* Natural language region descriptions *
******
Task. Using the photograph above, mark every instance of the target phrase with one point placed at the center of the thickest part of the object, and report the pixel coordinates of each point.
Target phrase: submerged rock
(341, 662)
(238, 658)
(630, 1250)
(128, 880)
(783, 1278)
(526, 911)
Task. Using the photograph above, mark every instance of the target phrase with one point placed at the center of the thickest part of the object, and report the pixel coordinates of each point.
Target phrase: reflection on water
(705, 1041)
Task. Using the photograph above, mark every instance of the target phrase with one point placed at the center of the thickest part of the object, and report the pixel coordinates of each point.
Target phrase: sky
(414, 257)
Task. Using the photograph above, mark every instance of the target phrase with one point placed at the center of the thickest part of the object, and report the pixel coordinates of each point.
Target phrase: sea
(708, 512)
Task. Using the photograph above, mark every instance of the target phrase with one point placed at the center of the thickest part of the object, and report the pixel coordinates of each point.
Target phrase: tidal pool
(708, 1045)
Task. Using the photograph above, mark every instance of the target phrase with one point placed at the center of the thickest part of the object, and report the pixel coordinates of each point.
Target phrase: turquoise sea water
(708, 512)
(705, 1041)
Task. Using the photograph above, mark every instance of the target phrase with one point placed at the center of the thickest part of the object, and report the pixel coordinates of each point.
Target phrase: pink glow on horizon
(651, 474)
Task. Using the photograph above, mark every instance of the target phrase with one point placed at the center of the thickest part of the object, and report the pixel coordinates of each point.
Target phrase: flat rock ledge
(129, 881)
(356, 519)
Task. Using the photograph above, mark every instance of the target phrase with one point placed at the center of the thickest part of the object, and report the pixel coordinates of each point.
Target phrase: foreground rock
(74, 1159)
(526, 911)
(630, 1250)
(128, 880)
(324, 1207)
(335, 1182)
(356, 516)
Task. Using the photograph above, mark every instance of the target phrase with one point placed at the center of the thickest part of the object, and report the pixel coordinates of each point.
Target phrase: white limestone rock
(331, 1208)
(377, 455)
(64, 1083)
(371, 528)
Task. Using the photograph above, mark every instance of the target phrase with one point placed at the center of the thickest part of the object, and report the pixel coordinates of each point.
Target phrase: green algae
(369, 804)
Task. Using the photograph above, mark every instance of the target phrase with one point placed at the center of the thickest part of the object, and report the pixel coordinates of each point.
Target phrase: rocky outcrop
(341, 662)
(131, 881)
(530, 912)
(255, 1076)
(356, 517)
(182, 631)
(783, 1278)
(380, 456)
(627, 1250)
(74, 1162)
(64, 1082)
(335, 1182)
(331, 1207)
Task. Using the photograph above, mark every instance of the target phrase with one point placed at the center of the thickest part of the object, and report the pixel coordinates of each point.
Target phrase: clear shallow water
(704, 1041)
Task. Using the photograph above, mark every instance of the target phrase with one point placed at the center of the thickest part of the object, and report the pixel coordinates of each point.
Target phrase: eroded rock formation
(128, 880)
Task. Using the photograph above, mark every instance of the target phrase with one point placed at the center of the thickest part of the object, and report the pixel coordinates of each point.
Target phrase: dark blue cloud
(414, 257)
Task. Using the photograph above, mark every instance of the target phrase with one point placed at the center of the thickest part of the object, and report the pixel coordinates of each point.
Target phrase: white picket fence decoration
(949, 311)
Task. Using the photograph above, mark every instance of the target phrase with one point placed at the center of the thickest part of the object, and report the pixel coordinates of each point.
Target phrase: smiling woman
******
* Task brief *
Without changing a word, write out each entry again.

* Response to this task *
Task. Using the photograph above, mark every instance of the target phrase with one point placed at the center of the thickest part of the object, and report the pixel coordinates of each point.
Target phrase: submerged rock
(341, 662)
(238, 658)
(630, 1250)
(128, 880)
(783, 1278)
(526, 911)
Task. Using the photograph above, mark every instance of the target phrase with one point placed at the center of the thickest part of the object, and report the pixel coordinates of each point.
Target phrase: reflection on water
(705, 1041)
Task. Using the photograph above, mark every instance of the target phrase with one point placed at the center of the thickest part of the object, and report the pixel coordinates of each point.
Target phrase: sky
(414, 257)
Task. Using the photograph above, mark every instance of the target phrase with one point placed at the center of the thickest part of the object, and report the pixel coordinates of each point.
Target phrase: sea
(708, 512)
Task. Using the photograph above, mark every instance of the target phrase with one point placed at the center of the thickest part of the object, and report the pixel coordinates of each point.
Target phrase: tidal pool
(708, 1045)
Task. Using the photograph above, mark every instance of the target phrase with one point placed at the center of the thickest part of the object, and report the pixel coordinates of each point.
Target phrase: turquoise sea water
(708, 512)
(705, 1041)
Task. Using the photograph above, mark every instance of the target phrase with one point placed at the center of the thickest part of the object, and report the pixel coordinates of each point.
Target phrase: pink glow on horizon
(651, 474)
Task. Using the photograph above, mark every instance of the target phrase with one point placed at the center of the thickest part of the object, and report the pixel coordinates of each point.
Target phrase: flat rock ledge
(129, 881)
(356, 519)
Task. Using the photograph above, mark every instance of the target phrase with one point placed at the center of the thickest part of the object, and report the pixel coordinates of each point.
Target phrase: foreground rock
(74, 1159)
(526, 911)
(630, 1250)
(128, 880)
(324, 1207)
(335, 1182)
(356, 516)
Task. Using the photograph above, mark every instance of the target phrase with one point placed at the center of the thickest part of the object, and report the pixel coordinates of each point.
Target phrase: white limestone rock
(331, 1208)
(377, 455)
(64, 1083)
(371, 528)
Task. Using the photograph above, mark every instance of the target phrase with one point placed at the center of the thickest part of the object, and report the pixel coordinates of each point.
Target phrase: green algae
(369, 804)
Task. Using the photograph above, mark every instance of the target phrase with one point placed at the center of the thickest part of the object, and report the pixel coordinates of each point.
Target phrase: rocky outcrop
(341, 662)
(131, 881)
(530, 912)
(255, 1076)
(356, 517)
(182, 631)
(783, 1278)
(380, 456)
(627, 1250)
(74, 1162)
(64, 1082)
(335, 1182)
(331, 1207)
Task. Using the photograph above, mark every instance of the target phrase with one point placed at the center of the thickest part of the object, and report the pixel coordinates of each point.
Target phrase: clear shallow water
(704, 1041)
Task. Using the photograph above, mark every instance of the target phrase with one point placed at the center of the thickest part of the object, and report the pixel coordinates of each point.
Target phrase: eroded rock formation
(128, 880)
Task. Using the photograph above, mark every instance of the target phrase with one point placed at the center of the thickest part of the object, and report the pixel coordinates of each point.
Target phrase: dark blue cloud
(414, 257)
Task. Using the photograph above, mark every instance of the target phrase with one point placed at the center of the thickest part of the object, and report the pixel coordinates of each point.
Target phrase: white picket fence decoration
(949, 311)
Task. Using the photograph above, mark every instance of the target phrase with one point placed at the center of the thickest part of the object, and report the pixel coordinates of each point.
Target phrase: smiling woman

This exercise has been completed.